## TRY IT
An exact transcription of the entries is required, with no images included.

═══

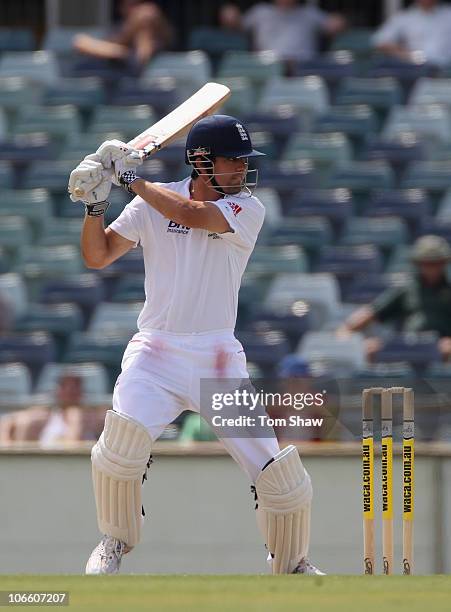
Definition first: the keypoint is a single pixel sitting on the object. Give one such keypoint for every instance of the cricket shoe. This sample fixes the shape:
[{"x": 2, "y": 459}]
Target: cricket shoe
[
  {"x": 106, "y": 556},
  {"x": 308, "y": 569}
]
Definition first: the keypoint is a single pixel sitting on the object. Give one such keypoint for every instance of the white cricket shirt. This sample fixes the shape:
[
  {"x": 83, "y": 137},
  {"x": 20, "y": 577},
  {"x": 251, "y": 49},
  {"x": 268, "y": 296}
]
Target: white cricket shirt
[{"x": 192, "y": 275}]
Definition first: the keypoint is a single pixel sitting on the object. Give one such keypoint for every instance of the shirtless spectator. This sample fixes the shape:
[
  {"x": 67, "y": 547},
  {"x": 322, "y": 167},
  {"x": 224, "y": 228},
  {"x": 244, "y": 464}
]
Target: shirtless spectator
[
  {"x": 144, "y": 31},
  {"x": 421, "y": 32}
]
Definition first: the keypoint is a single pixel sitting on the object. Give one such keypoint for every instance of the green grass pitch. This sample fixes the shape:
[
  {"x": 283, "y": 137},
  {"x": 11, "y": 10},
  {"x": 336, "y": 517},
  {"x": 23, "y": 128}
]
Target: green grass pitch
[{"x": 235, "y": 593}]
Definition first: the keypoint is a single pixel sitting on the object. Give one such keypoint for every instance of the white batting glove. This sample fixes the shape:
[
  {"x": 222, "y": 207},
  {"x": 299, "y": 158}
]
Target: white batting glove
[
  {"x": 90, "y": 183},
  {"x": 122, "y": 158}
]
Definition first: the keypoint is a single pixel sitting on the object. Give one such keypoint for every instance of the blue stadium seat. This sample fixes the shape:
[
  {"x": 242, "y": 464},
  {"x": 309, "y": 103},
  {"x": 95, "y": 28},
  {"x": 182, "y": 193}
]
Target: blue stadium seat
[
  {"x": 417, "y": 349},
  {"x": 86, "y": 290},
  {"x": 15, "y": 386},
  {"x": 364, "y": 288},
  {"x": 413, "y": 205},
  {"x": 334, "y": 204},
  {"x": 309, "y": 232},
  {"x": 16, "y": 39},
  {"x": 380, "y": 93},
  {"x": 34, "y": 350},
  {"x": 160, "y": 93},
  {"x": 39, "y": 67},
  {"x": 84, "y": 92}
]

═══

## ANSWER BOX
Definition first: the keypoint is a single pixel sitting on the object. Give one such keypoint for every instance of the cricket shoe. This sample fixes the shape:
[{"x": 2, "y": 459}]
Target: cricket shoe
[
  {"x": 106, "y": 556},
  {"x": 308, "y": 569}
]
Definition first: the keypoint is a single pixel sitting on the object. Give one such keypoint for every instance of the white cricket shirt. This sample fixes the shape:
[
  {"x": 83, "y": 137},
  {"x": 20, "y": 577},
  {"x": 251, "y": 49},
  {"x": 268, "y": 296}
]
Target: white cricket shirt
[{"x": 192, "y": 275}]
Definition first: the keypoint is a single pixel sitting on the object. Give one such keypoint for every instance of the shirtless spectator. This sample fixes the shape:
[
  {"x": 67, "y": 547},
  {"x": 322, "y": 167},
  {"x": 224, "y": 228},
  {"x": 244, "y": 464}
]
Target: shirtless spectator
[
  {"x": 144, "y": 31},
  {"x": 421, "y": 32}
]
Definition first: the keypoint is a single pixel sitting on the object. Give one such keypoint for every instance of the green grass pitch. This sample fixes the shape:
[
  {"x": 283, "y": 137},
  {"x": 11, "y": 10},
  {"x": 336, "y": 517},
  {"x": 23, "y": 128}
]
Target: green grass pitch
[{"x": 235, "y": 593}]
Definition first: the keypoint is a single pixel sitting on the object. Give one such keypoint for every instance of the white batting glove. This sample fixes the shape:
[
  {"x": 222, "y": 207},
  {"x": 299, "y": 158}
]
Target: white batting glove
[
  {"x": 90, "y": 183},
  {"x": 122, "y": 158}
]
Definition first: the keypoint is a single pixel sitting on the object. Give one such keypoint for every instance of the blue stadium seat. This sample fixes the shape:
[
  {"x": 242, "y": 464},
  {"x": 309, "y": 103},
  {"x": 95, "y": 28},
  {"x": 182, "y": 193}
]
Target: blue stadium seat
[
  {"x": 417, "y": 349},
  {"x": 86, "y": 290},
  {"x": 15, "y": 386},
  {"x": 364, "y": 288},
  {"x": 413, "y": 205},
  {"x": 334, "y": 204},
  {"x": 309, "y": 232},
  {"x": 16, "y": 39},
  {"x": 380, "y": 93},
  {"x": 34, "y": 350},
  {"x": 160, "y": 93},
  {"x": 39, "y": 67},
  {"x": 84, "y": 92}
]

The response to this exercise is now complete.